• Provided text:
☆ ☆ ☆

Saturday, May 22, 2010

Private

Growing up, I would watch the adults in my family collect around a crowded dining room table, a bright cozy  kitchen, or sizzling barbecue grill to talk.


 Talk about everything


Children. 


Jobs. 


Spouses. 


Money. 


Coworkers. 


Church folk. 


Relatives.


World events. 


Sex. 


Fears. 


Dreams. 


No topic was ever missed or skipped over. Whenever it became aware that I was in earshot, I was quickly shooed out the room. But the rich laughter and vociferous declarations were too full to be contained and always flowed into the other rooms. 



As I grew older, my sister and I were invited to share in this familial tradition. My sister shined at it. She, of the phone calls to her boyfriends so deafening the whole house would tremble and rippling opinionated spirit, gladly shared her all. I would listen as she would go on about her feelings towards her friends and other matters while my mother would absorb it and then reflect her own thoughts. 

The exchange was common and, in the minds of all in the household,  the way it should be done. 

But...

Where my relatives open doors, I shut them. I chalk lines. I draw curtains. Boundary is my middle name and I spell it P-R-I-V-A-T-E. 

 In this regard, I was viewed as irregular. In my family, everything is to be shared,  and refusal to do so is greeted with confusion, dismay, and disbelief.

 Family members, in particular, my mother, were bothered by my unwillingness to bare my soul. I remember one incident in particular where my mother was visually disturbed that I opted out of a girls' sharing session. 

She learned to live with it but I think she thought that it was a phase from which I would outgrow.

During a recent conversation, she turned the knob on a door that is locked to her for the time being: my love life. When I didn't divulge after minutes of pounding, she said in an exasperated voice, 

"But you're 25!

I was and am far from a recluse. I do share and bare and reveal. But it is within limits and there are few around me who have seen my heart in its entirety. The heaviest and most precious portions always go to those who know how to handle them.

I love and cling to my family and admire their openness. But I've seen these offered portions pricked and chopped to pieces.

☆ ☆ ☆

• Challenges:
a – Duplicate the stretch of the essay on privacy from "No topic was" through "the other rooms.".
b – Does the essay on privacy support each of these statements: (i) the writer's sister was reluctant to share her feelings; (ii) the writer's mother was bothered that the writer would not bare their soul; (iii) the writer is a recluse? For each, answer yes or no and quote the words that decide it.

☆ ☆ ☆

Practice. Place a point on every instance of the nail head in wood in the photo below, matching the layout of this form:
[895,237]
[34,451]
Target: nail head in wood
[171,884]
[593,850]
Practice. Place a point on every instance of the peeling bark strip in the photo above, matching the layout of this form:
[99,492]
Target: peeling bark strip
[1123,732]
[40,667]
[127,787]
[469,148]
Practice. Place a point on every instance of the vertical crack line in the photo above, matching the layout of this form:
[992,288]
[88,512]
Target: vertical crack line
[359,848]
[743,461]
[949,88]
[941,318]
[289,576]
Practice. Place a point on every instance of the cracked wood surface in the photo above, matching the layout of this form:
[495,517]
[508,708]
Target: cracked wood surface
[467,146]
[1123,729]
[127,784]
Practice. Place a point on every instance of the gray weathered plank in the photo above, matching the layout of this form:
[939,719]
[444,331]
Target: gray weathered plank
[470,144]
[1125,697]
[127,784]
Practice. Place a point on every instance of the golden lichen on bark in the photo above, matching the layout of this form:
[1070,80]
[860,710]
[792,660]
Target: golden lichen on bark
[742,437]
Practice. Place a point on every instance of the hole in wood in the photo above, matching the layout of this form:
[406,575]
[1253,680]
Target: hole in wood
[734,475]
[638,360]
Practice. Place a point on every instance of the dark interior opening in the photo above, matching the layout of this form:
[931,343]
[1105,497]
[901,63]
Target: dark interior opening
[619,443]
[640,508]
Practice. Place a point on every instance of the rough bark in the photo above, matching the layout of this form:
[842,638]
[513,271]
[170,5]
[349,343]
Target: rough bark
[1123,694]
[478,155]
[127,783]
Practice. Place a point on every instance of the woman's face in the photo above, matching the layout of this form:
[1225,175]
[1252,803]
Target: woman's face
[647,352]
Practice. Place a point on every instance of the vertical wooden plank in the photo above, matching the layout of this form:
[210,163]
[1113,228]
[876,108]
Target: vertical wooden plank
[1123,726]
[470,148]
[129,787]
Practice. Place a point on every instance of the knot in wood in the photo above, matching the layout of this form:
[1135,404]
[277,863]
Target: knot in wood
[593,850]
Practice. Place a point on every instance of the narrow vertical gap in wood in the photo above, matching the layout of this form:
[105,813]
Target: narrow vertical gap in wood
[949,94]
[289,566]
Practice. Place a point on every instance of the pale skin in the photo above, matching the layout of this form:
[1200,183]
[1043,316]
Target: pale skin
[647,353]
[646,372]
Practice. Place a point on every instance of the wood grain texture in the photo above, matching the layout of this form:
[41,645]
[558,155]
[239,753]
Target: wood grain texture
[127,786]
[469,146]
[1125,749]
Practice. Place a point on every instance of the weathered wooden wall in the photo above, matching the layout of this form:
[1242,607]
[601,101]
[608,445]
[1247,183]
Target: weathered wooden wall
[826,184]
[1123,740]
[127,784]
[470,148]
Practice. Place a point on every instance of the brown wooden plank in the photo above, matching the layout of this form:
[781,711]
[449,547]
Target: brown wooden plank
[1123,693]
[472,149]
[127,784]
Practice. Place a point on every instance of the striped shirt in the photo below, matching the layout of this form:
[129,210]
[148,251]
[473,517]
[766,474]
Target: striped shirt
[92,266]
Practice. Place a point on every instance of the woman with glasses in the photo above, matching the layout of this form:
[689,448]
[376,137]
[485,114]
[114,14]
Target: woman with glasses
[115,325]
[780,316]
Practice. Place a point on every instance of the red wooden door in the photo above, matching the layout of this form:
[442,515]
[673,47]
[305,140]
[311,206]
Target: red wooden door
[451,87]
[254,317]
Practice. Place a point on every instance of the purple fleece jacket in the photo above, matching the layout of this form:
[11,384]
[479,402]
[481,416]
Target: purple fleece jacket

☆ ☆ ☆

• Replies:
a –
No topic was ever missed or skipped over. Whenever it became aware that I was in earshot, I was quickly shooed out the room. But the rich laughter and vociferous declarations were too full to be contained and always flowed into the other rooms.

b –
(i) No: "gladly shared her all."
(ii) Yes: "Family members, in particular, my mother, were bothered by my unwillingness to bare my soul."
(iii) No: "I was and am far from a recluse."